◆ **TEXTO PROPORCIONADO**:

##############################

Continuando su exploración del kitsch que ya había iniciado en Megalopolis: Contemporary Cultural Sensibilities (University of Minnesota Press, Minneapolis, 1992), publicado en versión castellana por Monte Ávila de Caracas en 1993, Celeste Olalquiaga nos ofrece con El reino artificial, editado en España por la Editorial Gustavo Gili, un fascinante estudio donde, desde la mirada de Rodney, un cangrejo ermitaño aprisionado en una esfera de cristal, la autorareflexiona sobre la ruina, el kitsch nostálgico y el melancólico, y el papel que tuvo la pasión por el coleccionismo en la vida del siglo XIX.

Si bien esta edición apareció hace un tiempo, es pertinente retomarla hoy, cuando muchos de los temas concernientes a los males de nuestra contemporaneidad, ya habían sido apuntados entonces desde el ojo crítico de Olalquiaga.

Como teórica cultural, pasa aquí revista a los estudios que otros pensadores ―Walter Benjamín y Umberto Eco, entre ellos― dedicaron a la masificación de la producción y la comunicación de masas a partir de la revolución industrial y la tecnológica, para contextualizar el lugar del kitsch dentro de la modernidad y su papel en nuestra contemporaneidad, donde los procesos no son lineales ni continuos sino fragmentarios y escindidos. De ahí que el kitsch, por su capacidad de interpretar el vértigo con que dichos procesos se suceden, y por su poder de revalorizar la copia desde el placer del exceso, sea la estética que mejor se adecua a lo que sentimos y somos.

Con un lenguaje sugerente, la autora nos conduce a través del kitsch contenido en los laberintos victorianos del Palacio de Cristal londinense, y por los pasajes parisinos que considera como un antecedente de este, dado el poder de concentrar en los comercios de sus estrechos corredores un abigarrado muestrario de reproducciones propias del consumismo en ciernes, que alcanzará su apogeo con las tiendas por departamentos y los centros comerciales, cual grandes concentraciones del kitsch manufacturado.

Obsesiones y mitos, desde la inclinación de la sociedad de la época a atesorar helechos en cajas de Ward y mantener complejos acuarios, hasta la fascinación por los reinos sumergidos, las sirenas y los monstruos marinos, encuentran su lugar en el libro,ya de por sí un gabinete de curiosidades, a la espera del lector deseoso de desentrañar las sorpresas que encierra entre sus páginas.

La exhaustiva documentación, investigación bibliográfica y discusión teórica hacen de El reino artificial una obra erudita pero no académica, pues el florilegio de la prosa y lo poético del lenguaje acogen a un público amplio; alerta a lo que Jürgen Habermas, al referirse a la percepción estética del pensamiento moderno, calificó como una cristalización de las impresiones del receptor, en torno al poder de las vanguardias para llevarlo a territorios inexplorados hasta entonces, y donde podría experimentar encuentros con lo desconocido y obtener explicaciones concretas a sus fantasmas más íntimos, sus miedos más secretos.

##############################

◆ **MATERIAL EXTRAÍDO**:
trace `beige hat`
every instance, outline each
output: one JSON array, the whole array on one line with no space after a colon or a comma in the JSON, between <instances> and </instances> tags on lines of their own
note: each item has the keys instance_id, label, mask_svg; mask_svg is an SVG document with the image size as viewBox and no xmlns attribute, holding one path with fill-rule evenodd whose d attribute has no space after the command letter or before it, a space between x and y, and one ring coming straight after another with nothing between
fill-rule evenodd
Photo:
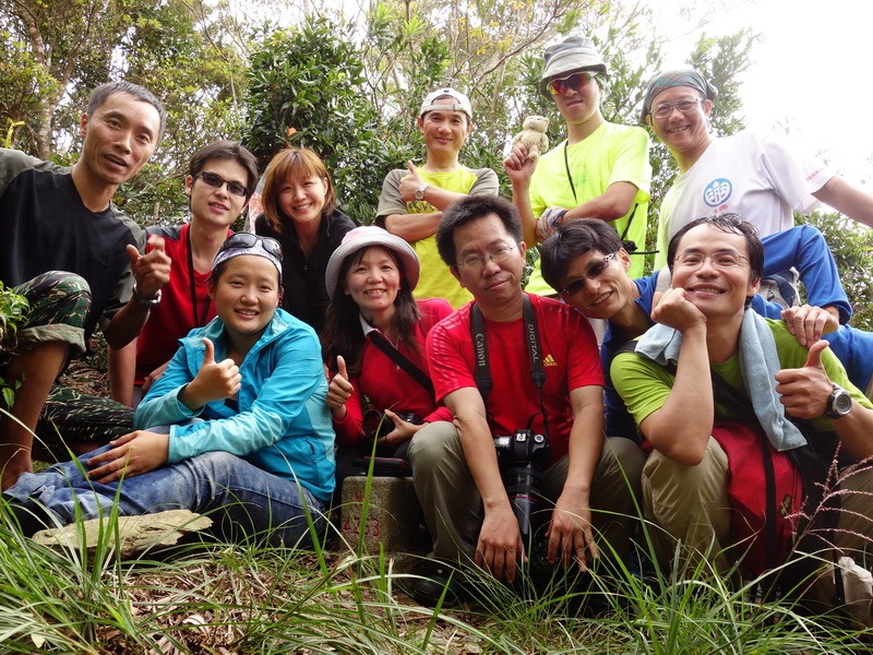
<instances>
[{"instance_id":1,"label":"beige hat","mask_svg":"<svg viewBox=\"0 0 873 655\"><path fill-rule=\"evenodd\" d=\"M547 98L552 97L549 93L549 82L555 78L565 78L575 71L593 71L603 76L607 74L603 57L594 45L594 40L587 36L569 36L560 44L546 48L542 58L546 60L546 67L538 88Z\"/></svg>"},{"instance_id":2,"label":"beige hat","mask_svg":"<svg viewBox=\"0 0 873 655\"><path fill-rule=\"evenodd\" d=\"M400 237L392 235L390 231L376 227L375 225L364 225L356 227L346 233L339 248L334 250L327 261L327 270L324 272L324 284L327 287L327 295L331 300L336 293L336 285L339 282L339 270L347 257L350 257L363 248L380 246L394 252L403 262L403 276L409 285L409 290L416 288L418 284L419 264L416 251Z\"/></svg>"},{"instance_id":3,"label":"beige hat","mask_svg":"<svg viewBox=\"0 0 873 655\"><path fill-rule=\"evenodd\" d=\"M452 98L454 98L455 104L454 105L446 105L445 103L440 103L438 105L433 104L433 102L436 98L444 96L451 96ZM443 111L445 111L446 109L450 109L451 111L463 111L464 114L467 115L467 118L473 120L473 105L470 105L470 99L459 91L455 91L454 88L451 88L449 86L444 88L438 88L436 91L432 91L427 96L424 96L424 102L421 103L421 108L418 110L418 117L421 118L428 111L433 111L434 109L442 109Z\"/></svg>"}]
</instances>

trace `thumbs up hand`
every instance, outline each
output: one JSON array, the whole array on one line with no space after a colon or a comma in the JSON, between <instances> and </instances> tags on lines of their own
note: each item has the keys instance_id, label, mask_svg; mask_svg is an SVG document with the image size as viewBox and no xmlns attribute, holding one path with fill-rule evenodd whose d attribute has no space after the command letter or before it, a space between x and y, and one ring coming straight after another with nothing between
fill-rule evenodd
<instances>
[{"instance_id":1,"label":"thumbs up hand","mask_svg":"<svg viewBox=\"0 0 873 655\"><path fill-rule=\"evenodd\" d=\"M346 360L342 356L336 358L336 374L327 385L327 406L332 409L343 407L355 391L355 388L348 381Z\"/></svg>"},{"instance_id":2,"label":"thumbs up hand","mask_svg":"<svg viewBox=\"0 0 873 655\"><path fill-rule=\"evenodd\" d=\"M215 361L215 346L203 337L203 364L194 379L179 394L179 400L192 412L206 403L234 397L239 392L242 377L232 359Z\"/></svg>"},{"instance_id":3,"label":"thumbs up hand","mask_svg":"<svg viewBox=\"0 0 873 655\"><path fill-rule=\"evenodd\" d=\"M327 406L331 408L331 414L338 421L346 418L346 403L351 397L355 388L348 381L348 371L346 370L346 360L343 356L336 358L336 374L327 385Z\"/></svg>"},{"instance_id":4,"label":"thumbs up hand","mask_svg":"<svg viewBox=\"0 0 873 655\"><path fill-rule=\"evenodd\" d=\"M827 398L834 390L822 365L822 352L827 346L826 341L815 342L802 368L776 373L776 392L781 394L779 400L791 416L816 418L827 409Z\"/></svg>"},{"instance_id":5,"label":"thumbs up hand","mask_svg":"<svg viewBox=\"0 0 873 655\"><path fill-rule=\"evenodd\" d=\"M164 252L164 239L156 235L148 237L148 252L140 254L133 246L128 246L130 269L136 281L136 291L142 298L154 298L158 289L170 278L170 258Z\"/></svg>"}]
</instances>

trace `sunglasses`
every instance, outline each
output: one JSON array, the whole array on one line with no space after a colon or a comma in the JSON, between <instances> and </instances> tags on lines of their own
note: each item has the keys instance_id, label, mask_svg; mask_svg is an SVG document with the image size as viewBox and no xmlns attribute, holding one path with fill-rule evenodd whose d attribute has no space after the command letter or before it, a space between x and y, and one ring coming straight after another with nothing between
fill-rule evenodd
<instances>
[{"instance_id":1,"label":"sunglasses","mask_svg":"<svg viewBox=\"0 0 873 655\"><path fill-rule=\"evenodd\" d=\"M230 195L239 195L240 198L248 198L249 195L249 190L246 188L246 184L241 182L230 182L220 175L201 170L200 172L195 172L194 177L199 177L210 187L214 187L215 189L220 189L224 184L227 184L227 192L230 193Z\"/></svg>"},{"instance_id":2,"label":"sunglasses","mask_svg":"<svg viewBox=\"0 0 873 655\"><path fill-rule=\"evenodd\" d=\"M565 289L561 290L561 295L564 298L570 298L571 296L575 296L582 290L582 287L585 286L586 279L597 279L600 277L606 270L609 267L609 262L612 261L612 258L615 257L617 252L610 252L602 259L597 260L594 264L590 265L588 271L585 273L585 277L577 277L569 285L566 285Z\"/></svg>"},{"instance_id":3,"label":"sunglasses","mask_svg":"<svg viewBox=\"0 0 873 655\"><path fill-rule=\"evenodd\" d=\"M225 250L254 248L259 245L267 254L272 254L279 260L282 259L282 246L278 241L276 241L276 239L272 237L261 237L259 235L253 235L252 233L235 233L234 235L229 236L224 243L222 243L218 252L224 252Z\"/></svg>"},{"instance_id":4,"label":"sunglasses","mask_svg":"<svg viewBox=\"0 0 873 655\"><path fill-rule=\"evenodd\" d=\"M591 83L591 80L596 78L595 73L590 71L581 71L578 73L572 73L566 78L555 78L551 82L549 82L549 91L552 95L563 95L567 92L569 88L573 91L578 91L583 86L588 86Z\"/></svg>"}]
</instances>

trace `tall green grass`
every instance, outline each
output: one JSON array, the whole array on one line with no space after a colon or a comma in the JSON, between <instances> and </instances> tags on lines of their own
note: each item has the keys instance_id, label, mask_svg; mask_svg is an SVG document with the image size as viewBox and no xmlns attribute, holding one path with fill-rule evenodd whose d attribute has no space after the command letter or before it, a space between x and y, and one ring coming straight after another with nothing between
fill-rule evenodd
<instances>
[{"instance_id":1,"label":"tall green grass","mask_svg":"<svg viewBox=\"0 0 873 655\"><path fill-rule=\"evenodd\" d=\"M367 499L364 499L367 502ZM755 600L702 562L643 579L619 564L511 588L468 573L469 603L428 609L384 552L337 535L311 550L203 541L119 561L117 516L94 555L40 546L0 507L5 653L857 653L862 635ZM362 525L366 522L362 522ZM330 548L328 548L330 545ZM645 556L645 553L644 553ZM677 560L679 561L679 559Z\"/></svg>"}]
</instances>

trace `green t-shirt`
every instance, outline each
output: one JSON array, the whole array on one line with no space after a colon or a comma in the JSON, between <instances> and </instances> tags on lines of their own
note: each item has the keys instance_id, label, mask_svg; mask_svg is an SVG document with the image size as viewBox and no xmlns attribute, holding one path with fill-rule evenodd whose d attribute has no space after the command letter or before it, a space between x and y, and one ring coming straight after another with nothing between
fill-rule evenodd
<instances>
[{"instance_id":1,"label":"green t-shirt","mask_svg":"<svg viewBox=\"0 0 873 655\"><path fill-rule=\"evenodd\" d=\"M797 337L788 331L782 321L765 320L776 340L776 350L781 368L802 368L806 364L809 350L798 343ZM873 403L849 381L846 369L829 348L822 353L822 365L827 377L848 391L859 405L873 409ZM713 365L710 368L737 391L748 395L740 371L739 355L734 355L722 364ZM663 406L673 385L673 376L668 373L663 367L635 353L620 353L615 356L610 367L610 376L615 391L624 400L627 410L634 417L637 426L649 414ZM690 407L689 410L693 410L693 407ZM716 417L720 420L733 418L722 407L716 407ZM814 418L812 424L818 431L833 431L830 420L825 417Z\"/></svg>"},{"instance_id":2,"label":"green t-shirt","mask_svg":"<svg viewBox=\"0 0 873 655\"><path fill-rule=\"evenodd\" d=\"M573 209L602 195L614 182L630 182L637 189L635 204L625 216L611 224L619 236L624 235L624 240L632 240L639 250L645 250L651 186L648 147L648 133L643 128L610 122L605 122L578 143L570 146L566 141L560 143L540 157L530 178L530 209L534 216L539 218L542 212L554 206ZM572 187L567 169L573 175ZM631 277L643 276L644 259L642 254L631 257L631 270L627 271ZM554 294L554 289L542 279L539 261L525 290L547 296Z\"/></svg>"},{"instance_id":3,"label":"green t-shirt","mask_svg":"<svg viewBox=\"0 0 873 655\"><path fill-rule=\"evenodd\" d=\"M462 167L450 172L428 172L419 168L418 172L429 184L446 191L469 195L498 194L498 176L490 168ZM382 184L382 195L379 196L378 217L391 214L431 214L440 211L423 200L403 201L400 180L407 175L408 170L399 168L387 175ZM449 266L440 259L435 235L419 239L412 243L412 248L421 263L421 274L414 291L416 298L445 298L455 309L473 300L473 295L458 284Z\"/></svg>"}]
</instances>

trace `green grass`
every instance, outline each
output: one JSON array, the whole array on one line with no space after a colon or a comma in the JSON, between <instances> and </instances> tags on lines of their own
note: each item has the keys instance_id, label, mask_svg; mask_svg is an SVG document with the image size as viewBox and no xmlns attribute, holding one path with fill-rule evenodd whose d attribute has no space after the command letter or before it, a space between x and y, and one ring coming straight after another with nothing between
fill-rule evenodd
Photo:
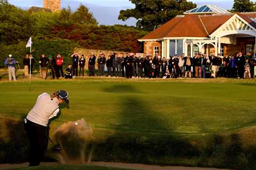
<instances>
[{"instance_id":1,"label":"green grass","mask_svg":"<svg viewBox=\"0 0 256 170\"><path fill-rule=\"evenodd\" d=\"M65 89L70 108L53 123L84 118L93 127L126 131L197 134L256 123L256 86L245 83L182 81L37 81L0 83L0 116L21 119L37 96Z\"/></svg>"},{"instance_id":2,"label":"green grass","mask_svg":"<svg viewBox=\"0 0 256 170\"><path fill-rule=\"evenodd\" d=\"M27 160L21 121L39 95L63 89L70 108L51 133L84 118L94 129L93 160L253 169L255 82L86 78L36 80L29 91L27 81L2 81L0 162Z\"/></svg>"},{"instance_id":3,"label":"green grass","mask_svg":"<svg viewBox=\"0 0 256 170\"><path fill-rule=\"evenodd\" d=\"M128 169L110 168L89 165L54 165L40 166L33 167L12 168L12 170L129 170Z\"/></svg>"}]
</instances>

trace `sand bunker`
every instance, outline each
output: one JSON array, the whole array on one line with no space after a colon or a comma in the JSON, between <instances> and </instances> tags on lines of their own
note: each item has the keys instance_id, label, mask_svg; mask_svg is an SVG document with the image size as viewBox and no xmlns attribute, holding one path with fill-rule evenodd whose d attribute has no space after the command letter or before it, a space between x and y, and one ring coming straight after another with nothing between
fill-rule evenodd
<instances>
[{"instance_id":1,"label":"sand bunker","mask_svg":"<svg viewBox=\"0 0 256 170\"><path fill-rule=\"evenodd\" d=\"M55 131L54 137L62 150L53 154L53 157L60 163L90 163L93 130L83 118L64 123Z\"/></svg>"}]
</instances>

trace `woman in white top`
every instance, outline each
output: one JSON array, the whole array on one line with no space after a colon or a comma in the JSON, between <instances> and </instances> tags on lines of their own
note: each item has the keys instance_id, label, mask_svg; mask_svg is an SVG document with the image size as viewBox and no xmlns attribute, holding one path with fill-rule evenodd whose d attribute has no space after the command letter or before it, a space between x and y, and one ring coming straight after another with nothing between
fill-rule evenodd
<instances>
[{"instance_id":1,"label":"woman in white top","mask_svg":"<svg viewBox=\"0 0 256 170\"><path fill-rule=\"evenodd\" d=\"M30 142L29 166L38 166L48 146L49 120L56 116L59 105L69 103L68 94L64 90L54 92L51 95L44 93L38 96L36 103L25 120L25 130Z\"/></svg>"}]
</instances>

##############################

◆ **EJERCICIOS**:
A. Según la reseña sobre El reino artificial, ¿desde la mirada de quién reflexiona la autora en ese libro?
B. Continúa la reseña sobre El reino artificial a partir de su último párrafo.

◆ **RESULTADOS**:
A. Desde la mirada de Rodney, un cangrejo ermitaño aprisionado en una esfera de cristal.

B.
Celeste Olalquiaga recoge tales inquietudes y las articula alrededor de nociones teóricas y estéticas que le permiten reflexionar sobre la tensión entre tradición y modernidad, característica del siglo XIX. En tal sentido, al referirse por ejemplo a la Atlántida apunta que: “El continente perdido reitera la polaridad entre lo irracional y lo racional, representada en Occidente como una oposición irreconciliable entre la amenaza de las desconocidas profundidades marinas (proyectada alternativamente al espacio cósmico) y la seguridad de una superficie visible y soleada. Esta dualidad (…) explica tanto el sentimiento de infinito privilegio del siglo XIX como, paradójicamente, su incapacidad para afrontar sus propias contradicciones”.

Por ello su mirada, desde los ojos eternamente abiertos de Rodney, es siempre lúcida y alerta a las transformaciones incesantes surgidas de aquella tensión que, no obstante, debe estar ahí para que podamos entender mejor el paso a la modernidad, de sociedades altamente civilizadas pero ancladas en un pasado huyendo de ellas vertiginosamente. De ahí que el coleccionismo, la seducción kitsch y el hechizo de lo remoto y misterioso se convirtieran también en estrategias de sobrevivencia ante el caos que vendría después; permitiéndoles crear paraísos artificiales donde, como Charles Baudelaire, podrían escapar “al dolor, la catástrofe y la fatalidad”con que los movimientos totalitarios y las dos guerras mundiales asolaron a las generaciones siguientes.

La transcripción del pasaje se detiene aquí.